What you have to do: Beginning with the line that contains "Your task is to find every instance of lamp", reproduce every line through the end of the records below exactly, and leave the pictures out.

Records to process:
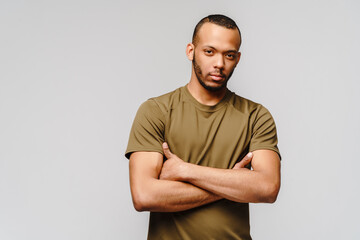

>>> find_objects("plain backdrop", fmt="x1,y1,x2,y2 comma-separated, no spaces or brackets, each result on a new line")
1,0,359,239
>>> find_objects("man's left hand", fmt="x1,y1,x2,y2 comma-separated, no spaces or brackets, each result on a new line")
159,142,188,181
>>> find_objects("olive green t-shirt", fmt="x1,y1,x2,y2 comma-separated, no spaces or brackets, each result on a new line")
125,85,281,240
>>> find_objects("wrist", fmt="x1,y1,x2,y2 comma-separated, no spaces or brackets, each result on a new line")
179,161,192,182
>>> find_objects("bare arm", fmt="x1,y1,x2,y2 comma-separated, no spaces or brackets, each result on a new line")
160,143,281,203
129,151,252,212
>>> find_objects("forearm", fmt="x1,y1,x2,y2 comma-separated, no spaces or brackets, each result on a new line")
129,151,221,212
131,178,221,212
161,147,281,203
182,164,278,203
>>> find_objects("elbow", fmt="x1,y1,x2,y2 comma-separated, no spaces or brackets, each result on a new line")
133,197,146,212
265,186,279,203
131,188,153,212
133,202,148,212
132,193,149,212
260,182,280,203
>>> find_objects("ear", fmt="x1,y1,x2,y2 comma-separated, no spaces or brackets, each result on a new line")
186,43,195,61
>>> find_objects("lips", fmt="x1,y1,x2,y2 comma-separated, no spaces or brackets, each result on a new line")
210,74,225,81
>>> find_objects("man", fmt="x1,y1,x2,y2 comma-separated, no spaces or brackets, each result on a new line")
125,14,281,240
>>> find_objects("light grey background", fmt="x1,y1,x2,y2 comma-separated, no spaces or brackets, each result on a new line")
1,0,359,239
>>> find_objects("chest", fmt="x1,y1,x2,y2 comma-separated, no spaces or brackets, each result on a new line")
164,104,252,167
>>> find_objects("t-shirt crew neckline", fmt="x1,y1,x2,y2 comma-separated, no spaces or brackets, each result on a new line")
182,84,233,112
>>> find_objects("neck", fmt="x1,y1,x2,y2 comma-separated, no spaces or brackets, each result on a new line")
187,75,228,106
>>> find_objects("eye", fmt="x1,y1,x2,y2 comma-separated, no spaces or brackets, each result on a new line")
226,54,235,59
204,49,213,55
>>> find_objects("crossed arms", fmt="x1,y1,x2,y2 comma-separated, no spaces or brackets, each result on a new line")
129,142,281,212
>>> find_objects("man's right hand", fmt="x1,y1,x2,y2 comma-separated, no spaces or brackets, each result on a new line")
233,152,253,170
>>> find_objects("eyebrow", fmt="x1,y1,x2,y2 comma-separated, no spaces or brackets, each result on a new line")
203,45,238,53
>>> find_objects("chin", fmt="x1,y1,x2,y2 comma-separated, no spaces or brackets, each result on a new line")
202,82,227,92
195,73,228,92
207,79,228,88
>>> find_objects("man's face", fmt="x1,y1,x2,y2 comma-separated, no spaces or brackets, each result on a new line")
191,23,241,92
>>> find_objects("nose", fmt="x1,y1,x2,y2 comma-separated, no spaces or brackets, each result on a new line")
213,54,225,69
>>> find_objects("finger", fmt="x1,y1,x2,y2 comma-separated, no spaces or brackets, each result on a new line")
234,152,253,169
233,162,241,169
162,142,173,159
239,152,253,167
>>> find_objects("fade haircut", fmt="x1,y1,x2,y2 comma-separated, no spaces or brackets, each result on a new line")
192,14,242,47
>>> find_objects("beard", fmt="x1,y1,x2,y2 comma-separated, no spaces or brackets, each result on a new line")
192,53,234,92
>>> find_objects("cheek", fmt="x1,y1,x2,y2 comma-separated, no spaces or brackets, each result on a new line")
225,61,237,71
198,59,212,72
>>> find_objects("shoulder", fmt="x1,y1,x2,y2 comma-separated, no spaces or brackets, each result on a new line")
141,87,184,114
227,92,275,127
228,92,268,115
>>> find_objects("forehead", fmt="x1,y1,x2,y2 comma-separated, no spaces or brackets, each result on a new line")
196,22,241,50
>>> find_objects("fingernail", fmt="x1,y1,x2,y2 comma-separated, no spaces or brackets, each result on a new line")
247,152,253,157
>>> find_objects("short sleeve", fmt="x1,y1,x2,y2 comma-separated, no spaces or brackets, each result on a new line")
125,99,165,159
248,105,281,160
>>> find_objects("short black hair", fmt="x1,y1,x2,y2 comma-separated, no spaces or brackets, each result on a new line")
192,14,241,47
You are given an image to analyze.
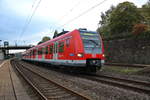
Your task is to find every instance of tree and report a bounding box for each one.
[141,1,150,27]
[132,24,148,35]
[42,36,50,42]
[99,5,115,26]
[108,2,143,35]
[53,30,58,38]
[38,36,50,45]
[97,6,115,37]
[142,1,150,8]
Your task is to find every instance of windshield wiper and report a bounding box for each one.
[89,40,99,46]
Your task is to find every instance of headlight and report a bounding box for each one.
[77,53,83,57]
[102,54,105,57]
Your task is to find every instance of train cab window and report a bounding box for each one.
[59,42,64,53]
[80,31,101,54]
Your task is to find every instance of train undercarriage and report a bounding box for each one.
[22,58,103,73]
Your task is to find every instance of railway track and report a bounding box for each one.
[8,61,18,100]
[11,60,91,100]
[79,73,150,95]
[9,69,17,100]
[18,60,150,95]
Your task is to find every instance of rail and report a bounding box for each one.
[11,60,91,100]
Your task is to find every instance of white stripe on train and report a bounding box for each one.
[23,58,104,67]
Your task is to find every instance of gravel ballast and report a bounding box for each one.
[18,61,150,100]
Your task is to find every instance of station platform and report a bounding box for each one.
[0,60,32,100]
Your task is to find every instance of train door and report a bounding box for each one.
[53,42,58,60]
[66,37,75,60]
[42,48,45,60]
[36,48,38,60]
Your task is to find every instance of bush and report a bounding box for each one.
[132,24,148,35]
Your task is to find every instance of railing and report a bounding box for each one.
[0,45,33,50]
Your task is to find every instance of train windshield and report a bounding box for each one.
[80,31,102,54]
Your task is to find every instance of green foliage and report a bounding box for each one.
[141,1,150,27]
[97,1,146,39]
[109,2,143,35]
[53,30,58,38]
[42,36,50,42]
[98,6,115,37]
[38,36,50,45]
[102,66,141,74]
[142,1,150,8]
[133,30,150,39]
[99,6,115,26]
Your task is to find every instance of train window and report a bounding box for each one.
[30,51,32,56]
[49,45,53,54]
[38,49,39,55]
[56,43,58,53]
[42,48,45,54]
[80,31,101,54]
[32,50,34,56]
[38,48,42,55]
[59,42,64,53]
[32,50,34,55]
[66,39,70,47]
[40,49,42,54]
[33,49,36,55]
[45,46,48,54]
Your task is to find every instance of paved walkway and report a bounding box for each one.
[0,60,4,68]
[0,60,32,100]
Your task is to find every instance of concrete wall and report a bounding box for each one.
[104,38,150,64]
[0,50,4,60]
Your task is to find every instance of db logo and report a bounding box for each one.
[92,54,96,57]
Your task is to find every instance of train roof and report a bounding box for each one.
[25,28,98,51]
[26,29,79,51]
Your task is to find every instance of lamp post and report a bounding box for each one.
[0,40,2,47]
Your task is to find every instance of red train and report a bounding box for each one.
[22,29,105,73]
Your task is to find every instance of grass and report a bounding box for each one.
[102,65,142,74]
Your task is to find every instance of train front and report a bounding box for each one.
[78,29,105,72]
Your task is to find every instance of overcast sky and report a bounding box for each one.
[0,0,148,47]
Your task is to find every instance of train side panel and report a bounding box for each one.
[22,29,105,72]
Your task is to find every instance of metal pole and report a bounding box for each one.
[0,40,2,47]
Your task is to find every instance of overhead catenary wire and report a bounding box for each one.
[32,0,39,8]
[58,1,81,22]
[19,0,42,40]
[18,0,37,40]
[58,0,101,24]
[48,0,81,34]
[19,0,108,43]
[60,0,108,27]
[49,0,99,33]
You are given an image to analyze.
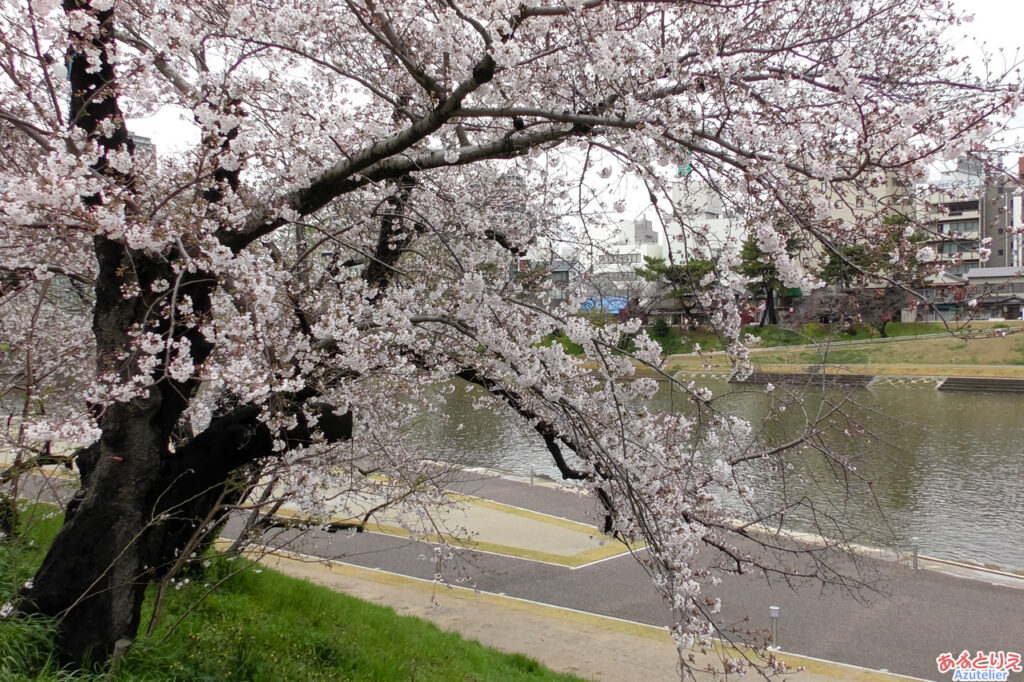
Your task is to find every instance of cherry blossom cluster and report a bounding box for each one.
[1,0,1020,672]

Solution for this exercise:
Your task is to find every instance of lamp post and report a bounding box for each one.
[0,40,2,47]
Your task is to find every instance of red train and report a bounding box for each one.
[22,29,105,73]
Your task is to find every instance of grass and report a bounding box for each one.
[102,65,142,74]
Your task is to find every instance of train front and report a bounding box for each one.
[78,29,105,72]
Your task is to find every instance of overcast sky and report a bounding box for each one.
[0,0,148,47]
Your task is to find every instance of train side panel and report a bounding box for each one.
[22,29,105,72]
Your task is to find every instance of metal pole and report a bounding box for each one.
[0,40,2,47]
Your task is to find every instance of overhead catenary wire and report a bounding box for each one.
[32,0,39,8]
[58,1,81,22]
[19,0,42,40]
[18,0,37,40]
[58,0,101,24]
[48,0,81,34]
[19,0,108,43]
[60,0,108,27]
[49,0,99,33]
You are given an image to analyze.
Your task is to find every instance of cherry blossom cluster and report a bounding box for each one.
[1,0,1020,672]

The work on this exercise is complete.